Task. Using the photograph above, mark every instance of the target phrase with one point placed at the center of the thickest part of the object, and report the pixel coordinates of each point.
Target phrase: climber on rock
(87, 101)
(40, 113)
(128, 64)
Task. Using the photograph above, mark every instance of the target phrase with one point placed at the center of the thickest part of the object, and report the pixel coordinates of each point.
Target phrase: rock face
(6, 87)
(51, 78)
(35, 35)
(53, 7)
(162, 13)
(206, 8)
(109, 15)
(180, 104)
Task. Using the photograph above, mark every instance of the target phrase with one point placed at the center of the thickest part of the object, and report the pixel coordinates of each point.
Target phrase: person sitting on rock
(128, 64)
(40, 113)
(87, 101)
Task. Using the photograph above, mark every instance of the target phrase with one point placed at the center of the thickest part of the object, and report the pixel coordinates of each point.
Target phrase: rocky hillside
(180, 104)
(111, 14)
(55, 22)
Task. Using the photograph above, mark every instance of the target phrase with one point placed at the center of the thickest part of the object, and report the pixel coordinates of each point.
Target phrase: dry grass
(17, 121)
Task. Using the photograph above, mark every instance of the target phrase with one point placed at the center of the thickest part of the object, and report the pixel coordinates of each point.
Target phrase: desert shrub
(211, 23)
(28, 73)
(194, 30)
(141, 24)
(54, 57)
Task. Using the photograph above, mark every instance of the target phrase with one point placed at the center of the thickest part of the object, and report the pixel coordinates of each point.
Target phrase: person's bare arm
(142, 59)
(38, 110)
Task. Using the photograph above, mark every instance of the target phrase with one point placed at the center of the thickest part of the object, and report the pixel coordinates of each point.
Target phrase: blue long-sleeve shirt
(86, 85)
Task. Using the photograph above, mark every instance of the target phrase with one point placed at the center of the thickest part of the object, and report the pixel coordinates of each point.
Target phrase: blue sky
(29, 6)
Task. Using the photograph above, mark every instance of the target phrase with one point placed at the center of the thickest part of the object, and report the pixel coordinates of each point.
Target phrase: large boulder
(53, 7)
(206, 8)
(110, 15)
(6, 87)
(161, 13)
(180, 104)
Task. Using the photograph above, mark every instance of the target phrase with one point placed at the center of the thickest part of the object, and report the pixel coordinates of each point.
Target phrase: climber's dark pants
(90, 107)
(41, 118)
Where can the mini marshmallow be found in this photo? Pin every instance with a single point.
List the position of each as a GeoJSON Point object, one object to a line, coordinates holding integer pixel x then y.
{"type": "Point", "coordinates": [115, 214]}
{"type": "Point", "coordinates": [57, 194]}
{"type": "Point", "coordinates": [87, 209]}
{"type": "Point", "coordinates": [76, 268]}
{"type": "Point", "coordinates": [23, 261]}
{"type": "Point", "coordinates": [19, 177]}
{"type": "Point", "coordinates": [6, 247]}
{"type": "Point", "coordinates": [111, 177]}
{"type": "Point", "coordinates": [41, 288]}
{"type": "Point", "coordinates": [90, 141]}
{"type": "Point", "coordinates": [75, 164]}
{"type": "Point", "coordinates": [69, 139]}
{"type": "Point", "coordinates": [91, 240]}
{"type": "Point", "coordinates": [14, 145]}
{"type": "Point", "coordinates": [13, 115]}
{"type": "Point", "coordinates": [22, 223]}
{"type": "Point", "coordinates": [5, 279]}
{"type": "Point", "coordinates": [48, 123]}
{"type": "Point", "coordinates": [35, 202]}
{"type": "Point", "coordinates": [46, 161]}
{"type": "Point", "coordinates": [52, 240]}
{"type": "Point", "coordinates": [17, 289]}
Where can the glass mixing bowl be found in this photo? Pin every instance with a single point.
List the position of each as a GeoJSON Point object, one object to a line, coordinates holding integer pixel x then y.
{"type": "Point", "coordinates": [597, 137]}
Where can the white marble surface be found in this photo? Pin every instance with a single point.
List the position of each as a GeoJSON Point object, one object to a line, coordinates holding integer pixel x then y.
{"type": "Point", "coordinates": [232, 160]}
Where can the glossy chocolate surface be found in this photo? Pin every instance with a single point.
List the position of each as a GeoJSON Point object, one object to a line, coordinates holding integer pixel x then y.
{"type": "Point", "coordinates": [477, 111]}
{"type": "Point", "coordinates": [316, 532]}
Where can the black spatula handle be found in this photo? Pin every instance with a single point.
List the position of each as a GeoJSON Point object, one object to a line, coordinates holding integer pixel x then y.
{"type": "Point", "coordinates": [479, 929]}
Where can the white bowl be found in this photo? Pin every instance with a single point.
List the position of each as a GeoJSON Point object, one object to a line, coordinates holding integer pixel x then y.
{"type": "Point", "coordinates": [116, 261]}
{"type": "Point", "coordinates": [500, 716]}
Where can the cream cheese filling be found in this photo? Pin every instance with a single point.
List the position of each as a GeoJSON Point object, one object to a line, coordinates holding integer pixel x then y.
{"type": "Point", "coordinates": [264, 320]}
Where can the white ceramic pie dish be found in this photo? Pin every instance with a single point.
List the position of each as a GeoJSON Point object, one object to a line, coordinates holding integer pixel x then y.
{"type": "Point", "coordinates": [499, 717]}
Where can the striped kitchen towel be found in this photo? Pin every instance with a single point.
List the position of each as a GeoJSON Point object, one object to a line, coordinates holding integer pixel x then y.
--
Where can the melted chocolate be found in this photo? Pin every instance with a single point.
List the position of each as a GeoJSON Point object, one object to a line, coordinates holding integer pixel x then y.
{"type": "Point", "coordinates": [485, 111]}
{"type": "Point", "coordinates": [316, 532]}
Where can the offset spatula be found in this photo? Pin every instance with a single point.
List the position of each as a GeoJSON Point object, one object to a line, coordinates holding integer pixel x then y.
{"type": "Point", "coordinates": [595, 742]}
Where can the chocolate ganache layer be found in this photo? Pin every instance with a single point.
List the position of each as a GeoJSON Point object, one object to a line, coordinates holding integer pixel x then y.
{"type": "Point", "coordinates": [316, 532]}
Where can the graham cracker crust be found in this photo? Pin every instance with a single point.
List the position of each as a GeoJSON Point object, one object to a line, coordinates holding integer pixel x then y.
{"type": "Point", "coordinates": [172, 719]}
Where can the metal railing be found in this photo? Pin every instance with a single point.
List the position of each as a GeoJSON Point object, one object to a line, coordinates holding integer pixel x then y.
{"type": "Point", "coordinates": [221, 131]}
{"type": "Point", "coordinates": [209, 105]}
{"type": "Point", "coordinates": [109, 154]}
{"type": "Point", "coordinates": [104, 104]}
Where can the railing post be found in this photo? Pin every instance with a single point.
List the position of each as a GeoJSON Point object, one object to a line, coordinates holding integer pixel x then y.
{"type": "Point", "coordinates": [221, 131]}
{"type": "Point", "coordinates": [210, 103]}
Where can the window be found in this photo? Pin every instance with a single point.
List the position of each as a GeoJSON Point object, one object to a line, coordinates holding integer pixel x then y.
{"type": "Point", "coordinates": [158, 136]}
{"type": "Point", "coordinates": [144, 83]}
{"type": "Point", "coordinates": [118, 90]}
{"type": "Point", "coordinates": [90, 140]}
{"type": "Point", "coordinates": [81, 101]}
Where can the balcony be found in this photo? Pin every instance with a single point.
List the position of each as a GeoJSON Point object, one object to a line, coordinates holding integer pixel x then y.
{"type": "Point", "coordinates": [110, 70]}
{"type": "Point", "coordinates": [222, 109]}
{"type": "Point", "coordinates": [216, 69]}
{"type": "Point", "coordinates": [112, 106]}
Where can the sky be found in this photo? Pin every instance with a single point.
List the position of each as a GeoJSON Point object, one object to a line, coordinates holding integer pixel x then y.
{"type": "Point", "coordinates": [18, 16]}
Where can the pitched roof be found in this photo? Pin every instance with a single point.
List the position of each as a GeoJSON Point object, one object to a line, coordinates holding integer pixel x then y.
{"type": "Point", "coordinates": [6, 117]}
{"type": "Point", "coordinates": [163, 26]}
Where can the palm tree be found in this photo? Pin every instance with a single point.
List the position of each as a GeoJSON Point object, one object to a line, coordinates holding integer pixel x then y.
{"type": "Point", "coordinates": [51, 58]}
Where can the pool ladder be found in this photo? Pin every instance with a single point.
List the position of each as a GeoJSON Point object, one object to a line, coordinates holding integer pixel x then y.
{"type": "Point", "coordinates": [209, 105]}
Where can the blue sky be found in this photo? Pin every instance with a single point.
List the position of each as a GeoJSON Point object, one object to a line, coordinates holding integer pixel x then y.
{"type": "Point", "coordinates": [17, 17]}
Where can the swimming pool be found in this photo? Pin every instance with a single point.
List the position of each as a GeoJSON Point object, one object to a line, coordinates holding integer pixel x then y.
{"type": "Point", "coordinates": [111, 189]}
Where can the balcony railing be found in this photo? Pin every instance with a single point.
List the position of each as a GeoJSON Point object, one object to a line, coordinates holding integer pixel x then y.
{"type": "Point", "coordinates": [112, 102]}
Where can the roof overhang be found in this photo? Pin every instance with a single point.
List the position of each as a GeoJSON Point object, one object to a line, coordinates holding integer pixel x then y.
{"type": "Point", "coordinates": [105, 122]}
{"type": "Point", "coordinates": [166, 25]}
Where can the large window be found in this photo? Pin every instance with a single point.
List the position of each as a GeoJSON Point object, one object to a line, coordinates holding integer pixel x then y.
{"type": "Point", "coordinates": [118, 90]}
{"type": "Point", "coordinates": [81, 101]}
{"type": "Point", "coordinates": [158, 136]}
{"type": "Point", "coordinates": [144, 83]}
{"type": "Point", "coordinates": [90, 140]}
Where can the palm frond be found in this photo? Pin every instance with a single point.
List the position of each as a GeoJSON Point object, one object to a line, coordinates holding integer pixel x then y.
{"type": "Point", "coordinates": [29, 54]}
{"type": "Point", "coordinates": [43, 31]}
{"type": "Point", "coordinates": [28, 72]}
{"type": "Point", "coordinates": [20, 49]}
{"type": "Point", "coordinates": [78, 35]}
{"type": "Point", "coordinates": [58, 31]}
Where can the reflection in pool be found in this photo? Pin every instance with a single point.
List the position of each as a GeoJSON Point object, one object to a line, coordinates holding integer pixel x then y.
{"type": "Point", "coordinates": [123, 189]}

* EXERCISE *
In the entries above, find each line with the word "pool" and return it.

* TASK RESULT *
Where can the pool ladder be found in this photo? Pin every instance with a single point.
Where can the swimming pool be found in this photo? Pin every instance with a single point.
Where can the reflection in pool be found in this photo? Pin every instance with a single point.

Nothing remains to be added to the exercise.